--- Stated task ---
Give every entry again, word for word and in full.

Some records

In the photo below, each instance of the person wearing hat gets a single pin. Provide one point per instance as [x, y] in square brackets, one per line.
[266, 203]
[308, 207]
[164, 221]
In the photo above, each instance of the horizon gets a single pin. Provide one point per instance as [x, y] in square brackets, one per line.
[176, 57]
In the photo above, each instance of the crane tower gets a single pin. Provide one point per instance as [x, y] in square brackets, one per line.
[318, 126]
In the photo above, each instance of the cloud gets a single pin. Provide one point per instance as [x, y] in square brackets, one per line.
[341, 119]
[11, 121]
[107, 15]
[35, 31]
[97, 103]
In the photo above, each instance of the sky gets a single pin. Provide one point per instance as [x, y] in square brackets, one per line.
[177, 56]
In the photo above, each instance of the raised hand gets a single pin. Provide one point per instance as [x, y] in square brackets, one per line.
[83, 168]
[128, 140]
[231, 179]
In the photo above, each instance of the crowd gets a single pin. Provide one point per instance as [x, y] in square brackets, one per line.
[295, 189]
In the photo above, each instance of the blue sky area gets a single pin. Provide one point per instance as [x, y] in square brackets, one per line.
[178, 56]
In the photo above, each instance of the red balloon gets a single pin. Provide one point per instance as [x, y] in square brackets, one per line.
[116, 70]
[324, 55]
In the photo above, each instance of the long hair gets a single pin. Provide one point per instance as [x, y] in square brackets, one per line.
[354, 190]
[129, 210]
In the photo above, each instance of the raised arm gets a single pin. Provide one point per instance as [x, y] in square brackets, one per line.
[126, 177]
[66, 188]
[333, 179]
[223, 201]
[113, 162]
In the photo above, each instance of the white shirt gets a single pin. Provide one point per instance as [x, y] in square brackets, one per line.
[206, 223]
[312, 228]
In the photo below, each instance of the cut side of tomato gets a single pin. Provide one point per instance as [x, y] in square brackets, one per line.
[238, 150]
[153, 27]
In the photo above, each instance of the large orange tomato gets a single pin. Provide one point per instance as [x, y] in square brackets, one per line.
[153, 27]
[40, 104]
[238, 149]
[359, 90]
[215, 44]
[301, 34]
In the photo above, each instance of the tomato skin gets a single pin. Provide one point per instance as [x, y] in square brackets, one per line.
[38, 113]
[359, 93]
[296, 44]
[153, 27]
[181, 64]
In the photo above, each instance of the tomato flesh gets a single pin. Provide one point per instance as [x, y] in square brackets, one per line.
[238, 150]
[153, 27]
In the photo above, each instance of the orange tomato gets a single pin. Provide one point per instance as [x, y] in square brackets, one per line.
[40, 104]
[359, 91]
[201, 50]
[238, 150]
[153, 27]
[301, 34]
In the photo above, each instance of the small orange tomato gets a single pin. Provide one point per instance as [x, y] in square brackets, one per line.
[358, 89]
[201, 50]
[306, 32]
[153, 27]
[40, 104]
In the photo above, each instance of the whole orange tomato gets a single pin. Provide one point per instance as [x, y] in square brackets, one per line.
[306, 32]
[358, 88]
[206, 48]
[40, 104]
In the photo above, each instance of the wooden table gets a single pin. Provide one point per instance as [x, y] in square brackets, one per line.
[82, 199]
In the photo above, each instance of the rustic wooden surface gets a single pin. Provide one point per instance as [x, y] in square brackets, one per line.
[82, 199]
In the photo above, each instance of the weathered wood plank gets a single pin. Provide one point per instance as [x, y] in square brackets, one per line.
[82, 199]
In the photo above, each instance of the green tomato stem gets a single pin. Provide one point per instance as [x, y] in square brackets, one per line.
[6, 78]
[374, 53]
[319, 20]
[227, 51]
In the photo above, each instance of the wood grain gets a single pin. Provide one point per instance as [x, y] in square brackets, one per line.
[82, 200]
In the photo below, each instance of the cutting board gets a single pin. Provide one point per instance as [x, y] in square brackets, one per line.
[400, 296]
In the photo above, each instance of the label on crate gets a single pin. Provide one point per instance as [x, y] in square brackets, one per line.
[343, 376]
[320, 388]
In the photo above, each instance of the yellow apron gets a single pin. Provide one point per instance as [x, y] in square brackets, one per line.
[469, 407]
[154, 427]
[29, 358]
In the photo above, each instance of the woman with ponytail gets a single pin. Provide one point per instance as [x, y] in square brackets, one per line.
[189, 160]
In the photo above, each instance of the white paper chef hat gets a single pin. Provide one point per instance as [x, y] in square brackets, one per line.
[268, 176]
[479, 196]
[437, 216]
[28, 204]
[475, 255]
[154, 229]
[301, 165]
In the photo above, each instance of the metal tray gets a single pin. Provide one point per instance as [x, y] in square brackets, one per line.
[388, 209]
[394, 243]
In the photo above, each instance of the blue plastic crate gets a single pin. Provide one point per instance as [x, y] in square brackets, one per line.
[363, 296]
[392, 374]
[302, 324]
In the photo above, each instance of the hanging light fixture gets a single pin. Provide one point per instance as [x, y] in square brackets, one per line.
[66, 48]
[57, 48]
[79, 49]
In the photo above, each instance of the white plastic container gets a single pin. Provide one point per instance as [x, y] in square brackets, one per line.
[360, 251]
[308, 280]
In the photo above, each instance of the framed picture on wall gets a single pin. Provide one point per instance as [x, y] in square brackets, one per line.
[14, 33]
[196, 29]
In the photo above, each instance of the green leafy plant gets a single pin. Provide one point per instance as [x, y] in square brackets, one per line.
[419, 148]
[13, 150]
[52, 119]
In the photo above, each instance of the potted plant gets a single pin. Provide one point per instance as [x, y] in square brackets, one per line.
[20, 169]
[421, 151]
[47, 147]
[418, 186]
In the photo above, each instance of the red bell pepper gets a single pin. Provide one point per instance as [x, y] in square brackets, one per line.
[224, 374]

--- Solution for this exercise ---
In the photo below, each instance of the person wearing hat gets a single pin. Provide one point per instance as [x, y] in square brackets, one per line.
[266, 203]
[308, 207]
[164, 221]
In the photo above, each instance of the horizon gets a single pin. Provide one point per instance as [x, y] in square brackets, one per line.
[176, 57]
In the photo above, each instance of the crane tower gets a single pin. Provide one point per instance as [x, y] in square brackets, one per line.
[318, 126]
In the photo above, each instance of the cloud gets a single pin. Provide one point per instance as [x, y] in square brackets, one per line.
[341, 119]
[11, 121]
[107, 15]
[35, 31]
[97, 103]
In the photo above, each instance of the sky gets a single pin. Provide one point per instance as [x, y] in square brackets, one per line.
[177, 56]
In the photo above, each instance of the raised hand gets a single pin. Provide one point per instance as [x, y] in square brackets, one per line.
[83, 168]
[128, 140]
[231, 179]
In the photo above, each instance of the crowd gets a single pin. Provide one point per instance as [x, y] in square brackets, one per line.
[295, 189]
In the photo above, each instance of the blue sky area gets a single pin. Provide one point per instance as [x, y] in square brackets, one per line.
[178, 56]
In the photo above, each instance of the red balloon gets a single pin. Provide one point per instance as [x, y] in square brackets, one per line.
[116, 70]
[324, 55]
In the photo above, each instance of the long hair gets a single pin. Provide one point per instance as [x, y] in square brackets, one per line.
[354, 190]
[129, 210]
In the photo above, each instance of the raised arm gets a single pin. Provide one point per instance as [x, y] in square brackets, one per line.
[126, 177]
[66, 188]
[333, 179]
[223, 201]
[113, 162]
In the photo above, each instance of the white shirt gets a single pin. Provide one point per instance as [x, y] in square brackets, one per line.
[206, 223]
[312, 228]
In the photo below, each instance of the cut side of tomato gets a single pin. Provide one point per instance as [x, y] in square brackets, one per line.
[238, 150]
[153, 27]
In the photo above, each instance of the large orange tomato gets a single pin. Provide one point per instance as [x, y] in square brackets, one per line.
[153, 27]
[40, 104]
[238, 149]
[359, 90]
[215, 44]
[301, 34]
In the photo above, each instance of the tomato skin gets a single pin. Provide one point per instance as [x, y] in square brackets, one per line.
[38, 113]
[359, 93]
[296, 44]
[153, 27]
[181, 64]
In the photo above, each instance of the tomato flesh gets a single pin. Provide one point per instance as [x, y] in square brackets, one per line.
[238, 150]
[153, 27]
In the photo above, each instance of the orange tomato gets a single pin. Provide one point per instance as [x, y] in square brackets, one per line.
[40, 104]
[359, 91]
[201, 50]
[238, 150]
[153, 27]
[301, 34]
In the photo above, each instance of the small orange tomato gets a single pin. Provide one point per instance as [x, y] in square brackets, one per line.
[358, 89]
[201, 50]
[306, 32]
[153, 27]
[40, 104]
In the photo above, each instance of the whole orange tomato gets a single pin. Provide one point per instance as [x, y] in square brackets, one per line.
[306, 32]
[358, 88]
[206, 48]
[40, 104]
In the photo above, each instance of the wooden table gets a single pin. Provide one point per instance as [x, y] in square brackets, one per line.
[82, 199]
In the photo above, each instance of the rustic wooden surface gets a single pin. Provide one point per instance as [x, y] in square brackets, one per line.
[82, 199]
In the photo above, each instance of the weathered wood plank gets a single pin. Provide one point per instance as [x, y] in square brackets, one per line.
[82, 199]
In the photo above, each instance of the green tomato stem gets a single pin. Provide one point per instance as [x, y] in square brackets, one per line.
[6, 78]
[374, 53]
[319, 20]
[227, 51]
In the photo above, each instance of the wood grain gets a single pin. Provide one point per instance as [x, y] in square brackets, one per line.
[82, 200]
In the photo below, each instance of the cutting board gets a single pin. Provide one point per instance as [x, y] in square brackets, one per line.
[400, 296]
In the photo above, each instance of the label on crate gets a single pin. Provide one point per instance as [x, y] in square brackets, one per line.
[343, 376]
[320, 388]
In the photo above, each instance of the yellow apron gets a single pin. Provide one point per instance as [x, y] in square brackets, one per line.
[469, 407]
[154, 427]
[29, 358]
In the photo above, each instance of the woman with ponytail gets a single pin. Provide one point per instance as [x, y] in square brackets, one per line.
[189, 160]
In the photo above, each instance of the white paper chef hat gets a single pin. Provide one point per instance as [x, y] in square brackets, one per line.
[268, 176]
[479, 196]
[437, 216]
[28, 204]
[475, 255]
[154, 229]
[301, 165]
In the photo above, each instance of the metal tray gets a single pin. Provide one point per instance as [x, y] in square brackets, one per line.
[388, 209]
[394, 243]
In the photo above, each instance of the blue plastic crate gets a single pin. Provide one point per instance as [x, y] in square brackets, one per line.
[363, 296]
[392, 374]
[302, 324]
In the photo above, each instance of the hanging light fixture gets a single pin. Provide one point per instance as [x, y] in square brackets, one per line.
[66, 48]
[57, 48]
[79, 49]
In the photo above, each instance of the white plastic container gets a single pin. Provide one point per instance as [x, y] in square brackets, one per line.
[360, 251]
[308, 280]
In the photo above, each instance of the framed picture on wall gets a single pin. Provide one point per instance as [x, y] in square brackets, one per line.
[14, 33]
[196, 29]
In the photo above, each instance of the green leafy plant gets a single pin. Provide one point per instance as [x, y] in square brackets, one per line.
[419, 148]
[13, 150]
[52, 119]
In the photo above, each instance of the potted plant gets a single pin. Provide one point per instance as [x, y] in square brackets, one per line.
[20, 169]
[421, 151]
[47, 147]
[418, 186]
In the photo above, each instance of the red bell pepper gets a single pin. Provide one point per instance as [x, y] in square brackets, one per line.
[224, 374]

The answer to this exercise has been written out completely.